[Available data Boundary: Start]

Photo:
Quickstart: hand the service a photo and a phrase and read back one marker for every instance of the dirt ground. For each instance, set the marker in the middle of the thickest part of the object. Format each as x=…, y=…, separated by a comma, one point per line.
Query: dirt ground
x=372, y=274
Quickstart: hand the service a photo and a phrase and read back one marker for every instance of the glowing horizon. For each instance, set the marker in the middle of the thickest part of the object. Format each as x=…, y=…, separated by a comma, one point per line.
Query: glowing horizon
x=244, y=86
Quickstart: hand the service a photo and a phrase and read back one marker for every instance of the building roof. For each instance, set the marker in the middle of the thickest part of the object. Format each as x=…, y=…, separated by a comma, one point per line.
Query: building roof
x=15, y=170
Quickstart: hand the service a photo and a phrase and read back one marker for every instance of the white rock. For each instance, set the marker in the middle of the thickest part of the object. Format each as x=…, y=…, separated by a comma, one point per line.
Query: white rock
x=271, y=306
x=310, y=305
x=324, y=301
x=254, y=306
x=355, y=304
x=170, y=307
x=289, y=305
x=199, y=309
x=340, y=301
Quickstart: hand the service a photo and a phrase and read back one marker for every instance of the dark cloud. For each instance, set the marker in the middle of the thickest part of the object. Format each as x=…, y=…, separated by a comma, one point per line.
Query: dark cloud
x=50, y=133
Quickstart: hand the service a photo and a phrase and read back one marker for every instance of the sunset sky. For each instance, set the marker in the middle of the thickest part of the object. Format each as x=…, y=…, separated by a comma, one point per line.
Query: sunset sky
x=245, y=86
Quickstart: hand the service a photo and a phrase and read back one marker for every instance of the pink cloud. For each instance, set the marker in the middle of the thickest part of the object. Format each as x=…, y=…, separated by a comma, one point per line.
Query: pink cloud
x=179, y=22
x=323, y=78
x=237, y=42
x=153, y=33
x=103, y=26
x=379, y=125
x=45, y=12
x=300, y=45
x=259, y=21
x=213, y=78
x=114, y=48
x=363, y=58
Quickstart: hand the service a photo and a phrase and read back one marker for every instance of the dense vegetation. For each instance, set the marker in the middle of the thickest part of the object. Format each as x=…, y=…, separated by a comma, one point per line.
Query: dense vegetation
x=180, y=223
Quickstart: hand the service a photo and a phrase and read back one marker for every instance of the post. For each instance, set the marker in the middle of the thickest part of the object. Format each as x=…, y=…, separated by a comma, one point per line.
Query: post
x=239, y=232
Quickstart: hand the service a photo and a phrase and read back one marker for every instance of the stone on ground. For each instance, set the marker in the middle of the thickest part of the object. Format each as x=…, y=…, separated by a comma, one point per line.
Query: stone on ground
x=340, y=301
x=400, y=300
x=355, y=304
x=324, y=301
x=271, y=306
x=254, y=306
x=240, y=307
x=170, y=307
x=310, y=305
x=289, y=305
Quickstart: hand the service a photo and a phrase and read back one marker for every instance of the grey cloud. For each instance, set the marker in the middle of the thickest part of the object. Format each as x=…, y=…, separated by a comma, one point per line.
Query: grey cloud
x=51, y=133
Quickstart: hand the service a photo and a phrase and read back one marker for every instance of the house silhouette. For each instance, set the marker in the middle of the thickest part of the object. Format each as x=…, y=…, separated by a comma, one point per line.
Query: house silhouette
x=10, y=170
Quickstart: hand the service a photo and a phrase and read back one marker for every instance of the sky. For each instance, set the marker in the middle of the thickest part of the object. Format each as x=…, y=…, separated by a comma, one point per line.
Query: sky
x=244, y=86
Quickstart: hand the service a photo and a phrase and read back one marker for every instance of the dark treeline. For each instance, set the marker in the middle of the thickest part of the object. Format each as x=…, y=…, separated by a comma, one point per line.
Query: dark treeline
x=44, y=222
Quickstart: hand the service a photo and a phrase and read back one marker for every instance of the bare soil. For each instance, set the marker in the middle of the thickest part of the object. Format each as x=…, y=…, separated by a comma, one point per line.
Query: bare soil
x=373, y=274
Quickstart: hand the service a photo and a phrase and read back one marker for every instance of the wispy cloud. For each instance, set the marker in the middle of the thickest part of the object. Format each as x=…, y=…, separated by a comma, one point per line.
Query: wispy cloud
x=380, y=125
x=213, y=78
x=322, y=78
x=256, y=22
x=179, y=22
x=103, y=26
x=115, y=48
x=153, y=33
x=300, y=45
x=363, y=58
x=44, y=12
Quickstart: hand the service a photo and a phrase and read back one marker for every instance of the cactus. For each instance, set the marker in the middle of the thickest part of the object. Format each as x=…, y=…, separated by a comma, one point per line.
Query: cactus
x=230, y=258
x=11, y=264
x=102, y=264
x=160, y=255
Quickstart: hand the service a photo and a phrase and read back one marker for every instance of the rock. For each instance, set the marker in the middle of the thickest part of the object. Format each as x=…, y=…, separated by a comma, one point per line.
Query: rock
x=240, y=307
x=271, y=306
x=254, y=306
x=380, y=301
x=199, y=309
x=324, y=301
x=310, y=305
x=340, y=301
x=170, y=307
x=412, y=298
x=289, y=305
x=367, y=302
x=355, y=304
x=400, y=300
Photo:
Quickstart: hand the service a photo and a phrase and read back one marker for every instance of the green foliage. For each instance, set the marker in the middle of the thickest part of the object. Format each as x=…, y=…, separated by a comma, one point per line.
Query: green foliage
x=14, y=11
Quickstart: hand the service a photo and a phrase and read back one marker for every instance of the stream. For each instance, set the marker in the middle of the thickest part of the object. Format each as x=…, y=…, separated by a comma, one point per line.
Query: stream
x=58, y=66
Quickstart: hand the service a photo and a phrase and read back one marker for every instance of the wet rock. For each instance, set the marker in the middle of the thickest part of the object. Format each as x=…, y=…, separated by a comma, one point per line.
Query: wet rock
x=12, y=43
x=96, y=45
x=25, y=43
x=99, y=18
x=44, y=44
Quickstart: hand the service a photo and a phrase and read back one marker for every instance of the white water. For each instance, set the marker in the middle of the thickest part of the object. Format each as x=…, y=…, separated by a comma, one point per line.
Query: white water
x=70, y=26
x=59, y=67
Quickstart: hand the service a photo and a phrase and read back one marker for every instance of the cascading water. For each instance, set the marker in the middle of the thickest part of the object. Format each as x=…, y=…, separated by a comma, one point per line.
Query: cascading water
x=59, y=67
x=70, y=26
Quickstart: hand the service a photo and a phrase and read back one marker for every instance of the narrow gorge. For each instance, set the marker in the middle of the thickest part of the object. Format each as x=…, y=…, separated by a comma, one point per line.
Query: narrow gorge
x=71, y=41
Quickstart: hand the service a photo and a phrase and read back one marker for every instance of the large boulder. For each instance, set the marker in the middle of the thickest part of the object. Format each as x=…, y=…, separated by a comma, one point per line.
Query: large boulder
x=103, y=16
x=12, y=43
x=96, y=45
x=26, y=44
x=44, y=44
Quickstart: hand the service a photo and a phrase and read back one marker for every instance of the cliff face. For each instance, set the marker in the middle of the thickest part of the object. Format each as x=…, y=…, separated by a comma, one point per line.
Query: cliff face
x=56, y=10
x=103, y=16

[Available data Boundary: End]

### Exercise goal
Repeat every line of the data verbatim.

### Expected answer
Photo:
Quickstart: hand the service a photo and a phrase and read back one marker for every instance of the dirt ground. For each instance, set the marker in the middle of the thickest part of the object. Format each as x=…, y=…, separated by a comma, one point per line.
Query: dirt ground
x=372, y=274
Quickstart: hand the service a photo and a phrase and read back one marker for every instance of the glowing horizon. For each instance, set the marker in the middle of the thickest part of the object. Format each as x=…, y=…, separated by a comma, one point per line.
Query: glowing horizon
x=244, y=86
Quickstart: hand the service a photo and a phrase and read back one marker for every instance of the building roof. For each instance, set the marker in the middle of the thickest part of the object. Format each as x=…, y=…, separated by a comma, one point per line.
Query: building roof
x=15, y=170
Quickstart: hand the service a photo and a phrase and read back one marker for every instance of the white rock. For each instance, set the marker in the middle of the thickest part of the object. Format each as x=…, y=…, separated by a comma, one point per line.
Query: white rock
x=271, y=306
x=310, y=305
x=324, y=301
x=254, y=306
x=355, y=304
x=170, y=307
x=289, y=305
x=199, y=309
x=340, y=301
Quickstart: hand the service a photo and a phrase and read back one marker for every instance of the dark cloud. For each instance, set the marker in the middle of the thickest part of the object. Format each as x=…, y=…, separated by a comma, one point per line.
Query: dark cloud
x=50, y=133
Quickstart: hand the service a photo and a phrase and read back one marker for every instance of the sunset sky. For each instance, set the marker in the middle of the thickest part of the object. Format each as x=…, y=…, separated by a comma, one point per line.
Query: sunset sky
x=245, y=86
Quickstart: hand the service a photo and a phrase and read back one marker for every instance of the pink cloud. For each instance, set the marker in the middle of the thickest part of the object. Format each as x=…, y=…, separated by a comma, one point per line.
Query: pink cloud
x=179, y=22
x=323, y=78
x=237, y=42
x=153, y=33
x=103, y=26
x=379, y=125
x=45, y=12
x=300, y=45
x=259, y=21
x=213, y=78
x=114, y=48
x=363, y=58
Quickstart: hand the service a photo and a phrase and read back one marker for every instance of the dense vegetation. For each instance, set the marker in the middle of the thickest part of the object. Format each as x=…, y=…, separated by a comma, one point per line.
Query: dense vegetation
x=180, y=223
Quickstart: hand the service a photo and a phrase and read back one marker for every instance of the post. For each instance, set the marker in the middle of the thickest part of the object. Format each as x=…, y=…, separated by a comma, one point per line.
Query: post
x=239, y=232
Quickstart: hand the service a photo and a phrase and read back one marker for every instance of the stone on ground. For each instance, set the marker in the middle of the thickest part of the object. Format each as x=…, y=…, separated by a comma, one point per line.
Query: stone on ground
x=340, y=301
x=400, y=300
x=355, y=304
x=324, y=301
x=271, y=306
x=254, y=306
x=240, y=307
x=170, y=307
x=310, y=305
x=289, y=305
Quickstart: hand the service a photo and a phrase and read back one marker for every instance of the grey cloud. For each instance, set the marker in the middle of the thickest part of the object. Format each as x=…, y=…, separated by a comma, one point per line.
Query: grey cloud
x=51, y=133
Quickstart: hand the service a photo and a phrase and read back one marker for every instance of the house silhouette. For each instance, set the marker in the middle of the thickest part of the object. Format each as x=…, y=…, separated by a comma, one point per line.
Query: house silhouette
x=10, y=170
Quickstart: hand the service a photo and a phrase and read back one marker for every instance of the sky. For each instance, set the marker in the middle of the thickest part of the object. Format each as x=…, y=…, separated by a comma, one point per line.
Query: sky
x=244, y=86
Quickstart: hand the service a photo and a phrase and read back one marker for every instance of the dark treeline. For each instance, set the marker in the middle of the thickest part of the object. Format each as x=…, y=…, separated by a comma, one point per line.
Query: dark treeline
x=44, y=222
Quickstart: hand the service a photo and a phrase and read back one marker for every instance of the bare soil. For each instance, set the marker in the middle of the thickest part of the object. Format each as x=…, y=…, separated by a comma, one point per line.
Query: bare soil
x=373, y=274
Quickstart: hand the service a photo and a phrase and read back one marker for every instance of the wispy cloud. For each instance, set the marker in the middle of the thickest part of the object. Format each as x=…, y=…, separated by a comma, one point per line.
Query: wispy cloud
x=380, y=125
x=213, y=78
x=322, y=78
x=256, y=22
x=179, y=22
x=103, y=26
x=115, y=48
x=153, y=33
x=300, y=45
x=363, y=58
x=44, y=12
Quickstart: hand the service a photo and a phrase and read back one marker for every instance of the cactus. For each instance, set the marker in the middle of the thickest part of the object. Format each as x=…, y=…, separated by a comma, one point per line.
Query: cactus
x=230, y=258
x=11, y=264
x=102, y=264
x=160, y=255
Quickstart: hand the service a photo and a phrase and read back one marker for every instance of the rock. For each instance, set the marker in the middle of the thickest part of the object. Format each as x=…, y=…, separated by a comma, one point per line.
Query: rock
x=240, y=307
x=271, y=306
x=254, y=306
x=380, y=301
x=199, y=309
x=324, y=301
x=310, y=305
x=340, y=301
x=170, y=307
x=412, y=298
x=289, y=305
x=367, y=302
x=355, y=304
x=400, y=300
Photo:
Quickstart: hand the service a photo and a phrase and read back one marker for every instance of the green foliage. For each instance, set the marker in the middle of the thickest part of the object. Format each as x=…, y=…, separated by a comma, one point per line.
Query: green foliage
x=14, y=11
Quickstart: hand the service a photo and a phrase and read back one marker for every instance of the stream. For each instance, set the marker in the middle of the thickest part of the object. Format each as x=…, y=…, separated by a comma, one point per line.
Query: stream
x=58, y=66
Quickstart: hand the service a photo and a phrase and read back one marker for every instance of the wet rock. For each instance, set the marker in the middle of the thickest part of the object. Format each as x=…, y=…, separated by a comma, one point per line.
Query: wet rock
x=12, y=43
x=96, y=45
x=25, y=43
x=99, y=18
x=44, y=44
Quickstart: hand the service a photo and a phrase and read back one marker for every instance of the white water. For each instance, set the marker in the middle of the thickest part of the object. Format each as x=…, y=…, separated by a comma, one point per line.
Query: white water
x=70, y=26
x=59, y=67
Quickstart: hand the service a photo and a phrase and read back one marker for every instance of the cascading water. For each instance, set the marker in the middle of the thickest part of the object. Format each as x=…, y=…, separated by a comma, one point per line.
Query: cascading water
x=59, y=67
x=70, y=26
Quickstart: hand the service a photo and a phrase and read back one marker for every instance of the narrow gorge. For each instance, set the marker in the middle of the thickest part of the object. Format each as x=…, y=…, separated by a comma, one point per line.
Query: narrow gorge
x=71, y=41
Quickstart: hand the service a photo and a phrase and read back one marker for every instance of the large boulder. For each instance, set the marker in the middle of the thickest part of the object. Format each as x=…, y=…, separated by a comma, one point per line.
Query: large boulder
x=103, y=16
x=12, y=43
x=96, y=45
x=26, y=44
x=44, y=44
Quickstart: hand the service a photo and a phrase and read back one marker for every instance of the cliff face. For each instance, set the marker in the middle of the thickest part of the object. Format each as x=…, y=…, separated by a comma, one point per line.
Query: cliff face
x=56, y=10
x=103, y=16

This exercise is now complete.